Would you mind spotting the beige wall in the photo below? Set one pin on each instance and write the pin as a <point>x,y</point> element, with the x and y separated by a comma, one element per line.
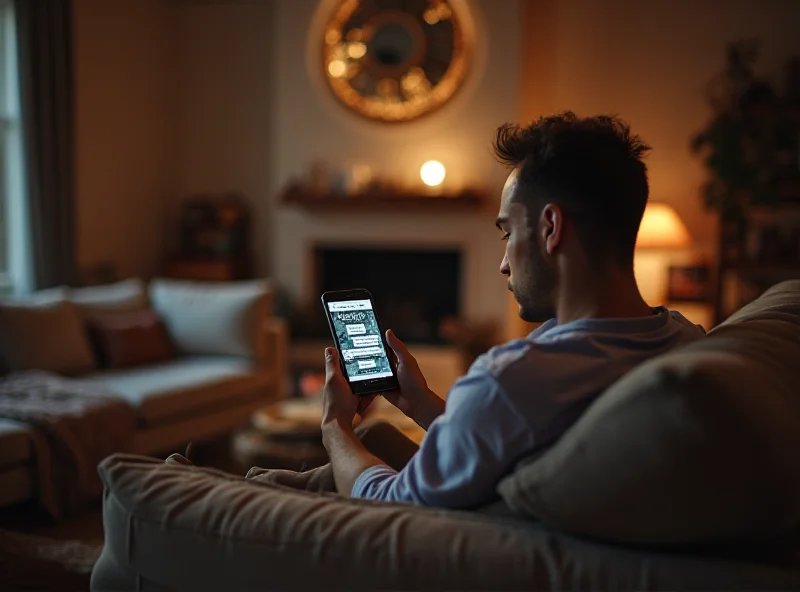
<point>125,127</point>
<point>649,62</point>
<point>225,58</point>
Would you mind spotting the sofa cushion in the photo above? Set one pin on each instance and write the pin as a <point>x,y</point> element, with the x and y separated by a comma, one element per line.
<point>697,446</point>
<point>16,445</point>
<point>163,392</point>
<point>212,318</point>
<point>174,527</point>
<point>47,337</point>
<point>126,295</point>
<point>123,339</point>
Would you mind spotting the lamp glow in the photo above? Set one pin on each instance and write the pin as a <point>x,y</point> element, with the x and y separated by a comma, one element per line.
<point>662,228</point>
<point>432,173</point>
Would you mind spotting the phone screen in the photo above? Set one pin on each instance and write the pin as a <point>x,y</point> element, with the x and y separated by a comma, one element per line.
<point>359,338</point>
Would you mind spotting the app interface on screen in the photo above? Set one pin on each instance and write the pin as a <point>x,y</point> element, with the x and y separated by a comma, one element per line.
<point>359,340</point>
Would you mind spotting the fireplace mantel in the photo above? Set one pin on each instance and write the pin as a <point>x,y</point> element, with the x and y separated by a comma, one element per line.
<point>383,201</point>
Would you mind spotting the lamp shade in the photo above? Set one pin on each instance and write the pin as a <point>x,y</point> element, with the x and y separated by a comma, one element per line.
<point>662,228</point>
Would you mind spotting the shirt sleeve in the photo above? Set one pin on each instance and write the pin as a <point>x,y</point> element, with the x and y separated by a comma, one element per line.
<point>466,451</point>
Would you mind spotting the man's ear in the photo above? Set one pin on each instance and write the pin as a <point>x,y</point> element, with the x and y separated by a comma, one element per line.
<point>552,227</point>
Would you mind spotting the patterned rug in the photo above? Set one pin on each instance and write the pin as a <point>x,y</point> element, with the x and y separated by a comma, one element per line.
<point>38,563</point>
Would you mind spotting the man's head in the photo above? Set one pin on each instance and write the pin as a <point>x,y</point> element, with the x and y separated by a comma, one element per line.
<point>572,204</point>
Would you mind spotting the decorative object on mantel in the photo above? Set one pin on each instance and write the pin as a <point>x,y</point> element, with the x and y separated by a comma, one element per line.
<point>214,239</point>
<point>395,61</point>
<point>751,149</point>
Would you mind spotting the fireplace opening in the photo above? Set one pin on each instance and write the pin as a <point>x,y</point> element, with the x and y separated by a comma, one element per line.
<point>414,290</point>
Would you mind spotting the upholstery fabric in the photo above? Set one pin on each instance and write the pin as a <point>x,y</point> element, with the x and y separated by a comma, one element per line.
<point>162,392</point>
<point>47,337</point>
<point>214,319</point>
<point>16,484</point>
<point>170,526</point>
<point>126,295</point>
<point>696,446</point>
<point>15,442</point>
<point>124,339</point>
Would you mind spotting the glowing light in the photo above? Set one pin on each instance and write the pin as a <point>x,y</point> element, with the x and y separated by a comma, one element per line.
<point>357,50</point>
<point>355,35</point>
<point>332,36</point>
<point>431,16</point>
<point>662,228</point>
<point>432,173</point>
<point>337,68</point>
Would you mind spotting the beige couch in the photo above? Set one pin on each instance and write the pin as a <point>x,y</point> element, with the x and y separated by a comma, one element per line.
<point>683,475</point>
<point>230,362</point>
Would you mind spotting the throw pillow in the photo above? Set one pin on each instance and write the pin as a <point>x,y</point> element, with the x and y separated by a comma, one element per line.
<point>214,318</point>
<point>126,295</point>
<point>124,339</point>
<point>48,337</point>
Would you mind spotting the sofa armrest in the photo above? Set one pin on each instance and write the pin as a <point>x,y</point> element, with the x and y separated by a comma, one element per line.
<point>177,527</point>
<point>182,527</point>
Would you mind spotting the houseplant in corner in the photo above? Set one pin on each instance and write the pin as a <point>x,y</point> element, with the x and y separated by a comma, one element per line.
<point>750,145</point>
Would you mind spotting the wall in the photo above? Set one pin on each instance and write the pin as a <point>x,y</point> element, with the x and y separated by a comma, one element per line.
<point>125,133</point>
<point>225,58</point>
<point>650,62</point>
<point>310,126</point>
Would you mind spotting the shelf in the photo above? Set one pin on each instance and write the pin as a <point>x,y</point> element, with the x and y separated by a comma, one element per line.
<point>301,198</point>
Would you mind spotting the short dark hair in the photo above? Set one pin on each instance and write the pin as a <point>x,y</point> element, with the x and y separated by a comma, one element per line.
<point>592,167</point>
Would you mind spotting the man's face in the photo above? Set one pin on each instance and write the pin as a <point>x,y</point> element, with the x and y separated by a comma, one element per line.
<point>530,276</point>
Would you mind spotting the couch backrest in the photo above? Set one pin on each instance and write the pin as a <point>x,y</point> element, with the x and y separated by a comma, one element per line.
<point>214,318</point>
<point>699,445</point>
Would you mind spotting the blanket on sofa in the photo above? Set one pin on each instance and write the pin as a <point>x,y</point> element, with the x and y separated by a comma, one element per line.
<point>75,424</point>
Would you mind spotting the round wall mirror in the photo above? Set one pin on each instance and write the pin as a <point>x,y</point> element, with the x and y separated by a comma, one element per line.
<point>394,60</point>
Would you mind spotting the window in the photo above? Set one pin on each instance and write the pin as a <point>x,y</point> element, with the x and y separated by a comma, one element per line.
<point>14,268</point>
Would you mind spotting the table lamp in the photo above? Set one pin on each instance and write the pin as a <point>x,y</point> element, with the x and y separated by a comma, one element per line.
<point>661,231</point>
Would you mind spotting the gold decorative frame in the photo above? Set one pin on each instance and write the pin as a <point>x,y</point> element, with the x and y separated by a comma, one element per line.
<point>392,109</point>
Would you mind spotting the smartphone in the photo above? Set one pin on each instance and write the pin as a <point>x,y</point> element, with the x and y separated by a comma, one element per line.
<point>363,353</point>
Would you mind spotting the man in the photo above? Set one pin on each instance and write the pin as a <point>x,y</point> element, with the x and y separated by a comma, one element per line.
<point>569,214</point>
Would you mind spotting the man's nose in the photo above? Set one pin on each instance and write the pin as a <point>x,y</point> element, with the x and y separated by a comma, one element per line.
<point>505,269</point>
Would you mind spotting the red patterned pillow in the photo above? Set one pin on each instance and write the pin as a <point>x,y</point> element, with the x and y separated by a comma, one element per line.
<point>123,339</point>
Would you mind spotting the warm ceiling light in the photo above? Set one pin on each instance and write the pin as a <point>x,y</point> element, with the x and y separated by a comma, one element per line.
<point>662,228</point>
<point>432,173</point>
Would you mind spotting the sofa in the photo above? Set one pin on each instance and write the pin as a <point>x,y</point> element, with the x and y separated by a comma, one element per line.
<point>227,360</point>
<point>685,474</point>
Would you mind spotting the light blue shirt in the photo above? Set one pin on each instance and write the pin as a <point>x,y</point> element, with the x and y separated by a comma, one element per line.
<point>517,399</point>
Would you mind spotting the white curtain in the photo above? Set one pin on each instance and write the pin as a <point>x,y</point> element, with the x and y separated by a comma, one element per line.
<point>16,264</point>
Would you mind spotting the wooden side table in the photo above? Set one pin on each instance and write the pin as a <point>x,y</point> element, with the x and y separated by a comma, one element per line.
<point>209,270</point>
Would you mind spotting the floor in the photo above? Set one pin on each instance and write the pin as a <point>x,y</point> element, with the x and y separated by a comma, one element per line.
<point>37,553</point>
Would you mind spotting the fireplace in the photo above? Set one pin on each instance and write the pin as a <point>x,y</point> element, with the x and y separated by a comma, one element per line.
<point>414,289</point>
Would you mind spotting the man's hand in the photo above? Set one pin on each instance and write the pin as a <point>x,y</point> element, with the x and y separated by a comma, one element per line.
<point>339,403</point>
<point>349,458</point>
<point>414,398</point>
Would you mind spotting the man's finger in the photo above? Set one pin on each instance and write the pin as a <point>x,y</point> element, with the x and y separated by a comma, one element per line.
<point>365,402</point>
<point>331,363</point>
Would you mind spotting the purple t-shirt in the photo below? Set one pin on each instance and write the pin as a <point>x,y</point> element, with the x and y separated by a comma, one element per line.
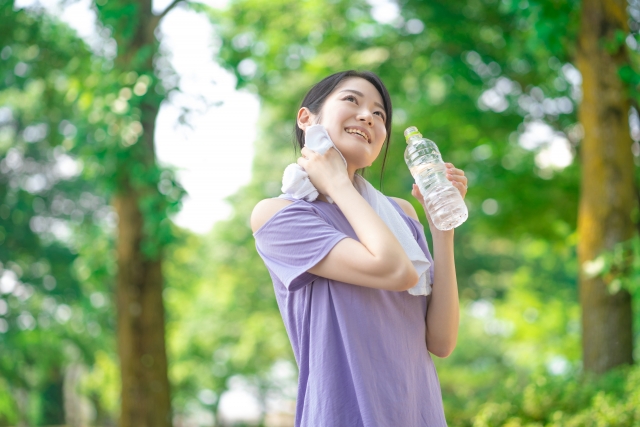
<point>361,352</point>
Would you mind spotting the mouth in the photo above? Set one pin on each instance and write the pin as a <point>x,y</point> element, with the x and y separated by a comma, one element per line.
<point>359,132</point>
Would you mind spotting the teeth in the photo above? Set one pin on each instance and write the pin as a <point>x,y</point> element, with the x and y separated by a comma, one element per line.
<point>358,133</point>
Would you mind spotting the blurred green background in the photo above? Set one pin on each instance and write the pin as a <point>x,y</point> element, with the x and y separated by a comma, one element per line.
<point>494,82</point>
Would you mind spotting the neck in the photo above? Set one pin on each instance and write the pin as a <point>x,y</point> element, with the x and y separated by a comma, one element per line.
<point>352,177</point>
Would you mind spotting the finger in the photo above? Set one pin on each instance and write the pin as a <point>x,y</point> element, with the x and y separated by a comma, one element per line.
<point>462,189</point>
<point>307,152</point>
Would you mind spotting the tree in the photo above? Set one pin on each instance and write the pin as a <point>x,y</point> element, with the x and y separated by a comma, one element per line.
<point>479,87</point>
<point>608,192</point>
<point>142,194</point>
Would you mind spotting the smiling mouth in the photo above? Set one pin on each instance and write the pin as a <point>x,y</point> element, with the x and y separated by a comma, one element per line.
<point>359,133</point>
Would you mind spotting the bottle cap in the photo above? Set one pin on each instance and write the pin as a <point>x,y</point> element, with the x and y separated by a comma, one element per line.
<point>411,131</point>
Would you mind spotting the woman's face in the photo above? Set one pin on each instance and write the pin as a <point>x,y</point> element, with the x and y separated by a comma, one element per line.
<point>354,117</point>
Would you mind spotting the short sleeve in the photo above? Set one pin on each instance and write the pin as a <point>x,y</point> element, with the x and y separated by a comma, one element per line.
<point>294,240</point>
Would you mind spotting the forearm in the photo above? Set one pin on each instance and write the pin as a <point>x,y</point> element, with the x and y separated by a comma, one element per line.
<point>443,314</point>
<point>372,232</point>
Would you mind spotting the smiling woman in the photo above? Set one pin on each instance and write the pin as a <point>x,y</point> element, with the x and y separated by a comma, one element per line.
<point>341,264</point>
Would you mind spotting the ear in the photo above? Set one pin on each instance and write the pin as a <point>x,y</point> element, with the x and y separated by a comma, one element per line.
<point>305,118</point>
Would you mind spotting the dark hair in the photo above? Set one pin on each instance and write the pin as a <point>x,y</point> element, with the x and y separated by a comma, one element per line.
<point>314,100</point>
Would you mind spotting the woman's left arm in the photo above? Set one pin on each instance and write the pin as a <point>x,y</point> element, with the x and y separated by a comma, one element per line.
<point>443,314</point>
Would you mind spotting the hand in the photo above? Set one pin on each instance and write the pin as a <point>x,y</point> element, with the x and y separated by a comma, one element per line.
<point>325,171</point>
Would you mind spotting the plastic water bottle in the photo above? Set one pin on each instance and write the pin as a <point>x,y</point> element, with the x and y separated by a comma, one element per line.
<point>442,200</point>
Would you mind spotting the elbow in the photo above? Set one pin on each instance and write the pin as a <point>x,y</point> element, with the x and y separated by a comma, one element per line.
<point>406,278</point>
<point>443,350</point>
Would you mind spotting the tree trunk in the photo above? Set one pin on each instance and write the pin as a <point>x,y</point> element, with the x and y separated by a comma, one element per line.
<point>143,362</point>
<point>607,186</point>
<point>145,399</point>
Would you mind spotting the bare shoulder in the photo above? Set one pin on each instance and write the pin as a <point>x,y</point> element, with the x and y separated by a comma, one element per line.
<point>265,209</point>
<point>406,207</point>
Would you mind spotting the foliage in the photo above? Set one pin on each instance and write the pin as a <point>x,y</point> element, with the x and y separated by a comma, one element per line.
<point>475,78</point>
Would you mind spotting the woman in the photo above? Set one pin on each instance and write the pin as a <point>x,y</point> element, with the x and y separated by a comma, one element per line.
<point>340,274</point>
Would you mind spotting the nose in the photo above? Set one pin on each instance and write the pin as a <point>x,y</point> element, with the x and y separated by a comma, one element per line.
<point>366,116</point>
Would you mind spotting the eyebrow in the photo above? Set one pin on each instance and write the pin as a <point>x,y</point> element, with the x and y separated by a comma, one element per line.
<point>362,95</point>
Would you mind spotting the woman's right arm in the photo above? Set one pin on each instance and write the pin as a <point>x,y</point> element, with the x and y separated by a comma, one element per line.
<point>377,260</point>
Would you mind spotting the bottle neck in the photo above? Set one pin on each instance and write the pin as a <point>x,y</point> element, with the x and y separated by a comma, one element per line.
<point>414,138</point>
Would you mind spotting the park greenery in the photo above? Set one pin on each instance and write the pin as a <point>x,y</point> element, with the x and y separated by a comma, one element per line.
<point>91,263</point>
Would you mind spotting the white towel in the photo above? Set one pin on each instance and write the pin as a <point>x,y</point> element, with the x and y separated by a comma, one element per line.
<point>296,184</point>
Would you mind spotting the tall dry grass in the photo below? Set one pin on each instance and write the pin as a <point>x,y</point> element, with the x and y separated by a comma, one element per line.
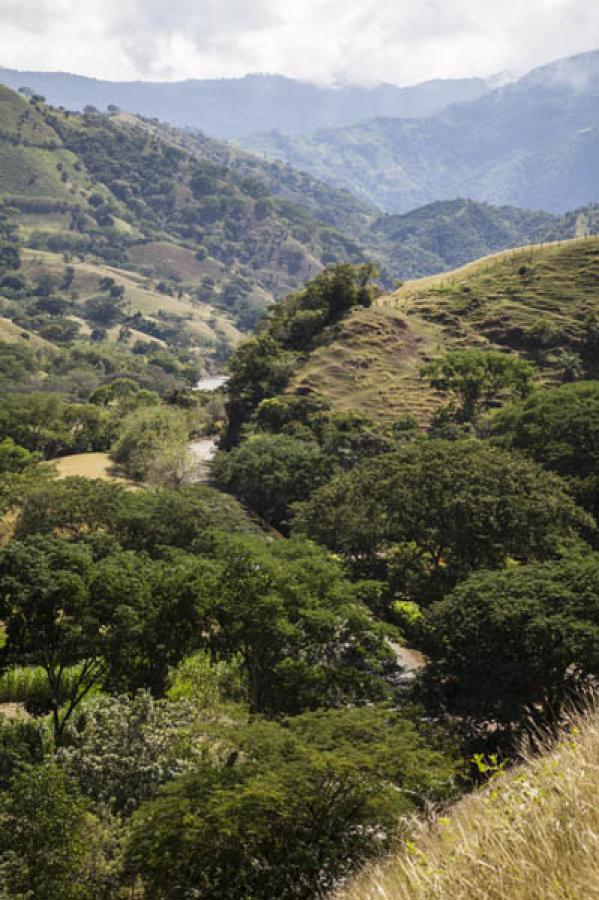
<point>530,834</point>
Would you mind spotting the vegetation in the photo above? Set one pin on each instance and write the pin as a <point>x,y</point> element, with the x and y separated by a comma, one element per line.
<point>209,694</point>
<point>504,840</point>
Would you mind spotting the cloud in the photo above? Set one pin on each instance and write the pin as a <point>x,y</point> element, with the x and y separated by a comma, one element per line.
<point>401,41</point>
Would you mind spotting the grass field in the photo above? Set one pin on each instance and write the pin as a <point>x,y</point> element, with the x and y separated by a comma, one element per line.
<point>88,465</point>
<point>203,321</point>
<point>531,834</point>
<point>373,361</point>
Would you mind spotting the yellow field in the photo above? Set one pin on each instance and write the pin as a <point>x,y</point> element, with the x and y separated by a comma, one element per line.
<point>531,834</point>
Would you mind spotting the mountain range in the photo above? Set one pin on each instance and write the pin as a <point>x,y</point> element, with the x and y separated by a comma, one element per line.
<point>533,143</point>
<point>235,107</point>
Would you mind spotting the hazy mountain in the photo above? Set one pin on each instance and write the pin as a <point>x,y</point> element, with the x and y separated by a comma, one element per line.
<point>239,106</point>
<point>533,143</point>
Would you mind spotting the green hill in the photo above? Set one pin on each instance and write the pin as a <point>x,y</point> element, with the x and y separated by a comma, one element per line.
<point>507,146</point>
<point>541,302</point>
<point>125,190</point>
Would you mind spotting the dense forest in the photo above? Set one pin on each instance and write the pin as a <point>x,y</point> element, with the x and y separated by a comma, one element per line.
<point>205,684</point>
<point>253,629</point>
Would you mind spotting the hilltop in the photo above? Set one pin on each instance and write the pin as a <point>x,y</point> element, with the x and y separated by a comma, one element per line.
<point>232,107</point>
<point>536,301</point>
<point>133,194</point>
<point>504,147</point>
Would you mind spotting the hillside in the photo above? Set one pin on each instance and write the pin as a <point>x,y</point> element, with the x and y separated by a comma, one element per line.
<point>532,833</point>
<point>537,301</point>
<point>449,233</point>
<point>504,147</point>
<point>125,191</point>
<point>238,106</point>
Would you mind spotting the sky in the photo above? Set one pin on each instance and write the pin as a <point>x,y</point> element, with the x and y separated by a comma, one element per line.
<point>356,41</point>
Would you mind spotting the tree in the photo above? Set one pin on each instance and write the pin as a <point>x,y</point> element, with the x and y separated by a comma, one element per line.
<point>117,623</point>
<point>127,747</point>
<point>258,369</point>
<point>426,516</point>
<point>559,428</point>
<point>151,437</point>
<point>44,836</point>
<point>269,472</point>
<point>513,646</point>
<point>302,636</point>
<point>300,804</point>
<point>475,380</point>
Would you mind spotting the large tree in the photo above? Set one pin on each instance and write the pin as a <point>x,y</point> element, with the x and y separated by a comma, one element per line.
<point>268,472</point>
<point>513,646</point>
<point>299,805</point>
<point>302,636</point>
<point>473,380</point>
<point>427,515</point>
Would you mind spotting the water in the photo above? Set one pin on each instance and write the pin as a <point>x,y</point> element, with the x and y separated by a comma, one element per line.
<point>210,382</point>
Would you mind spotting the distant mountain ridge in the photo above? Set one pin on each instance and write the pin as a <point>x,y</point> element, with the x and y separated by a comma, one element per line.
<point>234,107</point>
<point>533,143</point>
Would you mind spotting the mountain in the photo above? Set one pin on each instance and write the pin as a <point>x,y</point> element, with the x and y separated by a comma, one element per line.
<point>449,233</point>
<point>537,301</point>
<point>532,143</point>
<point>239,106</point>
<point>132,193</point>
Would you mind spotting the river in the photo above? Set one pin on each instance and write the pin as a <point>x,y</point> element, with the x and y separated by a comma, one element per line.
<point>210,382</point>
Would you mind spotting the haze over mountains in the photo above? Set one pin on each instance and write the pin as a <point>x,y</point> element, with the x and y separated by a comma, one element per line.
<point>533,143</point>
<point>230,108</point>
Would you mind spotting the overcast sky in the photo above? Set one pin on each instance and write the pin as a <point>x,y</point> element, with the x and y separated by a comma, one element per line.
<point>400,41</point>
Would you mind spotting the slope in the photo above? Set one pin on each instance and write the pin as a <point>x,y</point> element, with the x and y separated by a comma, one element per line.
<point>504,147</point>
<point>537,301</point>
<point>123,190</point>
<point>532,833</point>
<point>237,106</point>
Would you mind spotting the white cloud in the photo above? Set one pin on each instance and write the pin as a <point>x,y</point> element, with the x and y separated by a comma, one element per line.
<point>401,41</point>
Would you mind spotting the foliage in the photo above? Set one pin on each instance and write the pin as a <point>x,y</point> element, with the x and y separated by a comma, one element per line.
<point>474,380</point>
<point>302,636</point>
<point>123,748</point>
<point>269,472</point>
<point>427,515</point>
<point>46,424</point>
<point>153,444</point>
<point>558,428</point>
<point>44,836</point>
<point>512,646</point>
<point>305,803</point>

◆ ◆ ◆ ◆

Exactly as written, give again every line from the one containing "Would you mind spotting the white cloud" through the last line of the material above, and no other lines.

### Expected answer
Would you mind spotting the white cloud in the photo above? Set one pin on each instance and write the pin as a <point>x,y</point> element, with the x and y separated by a comma, one element per line.
<point>401,41</point>
Would you mind spotting the foliage in the photo above? Set one pin on each instance and write the pin as a <point>x,y</point> element, with the x and y separated by a comma, one element per line.
<point>474,380</point>
<point>302,636</point>
<point>123,748</point>
<point>269,472</point>
<point>427,515</point>
<point>46,424</point>
<point>153,444</point>
<point>558,428</point>
<point>44,836</point>
<point>512,646</point>
<point>305,803</point>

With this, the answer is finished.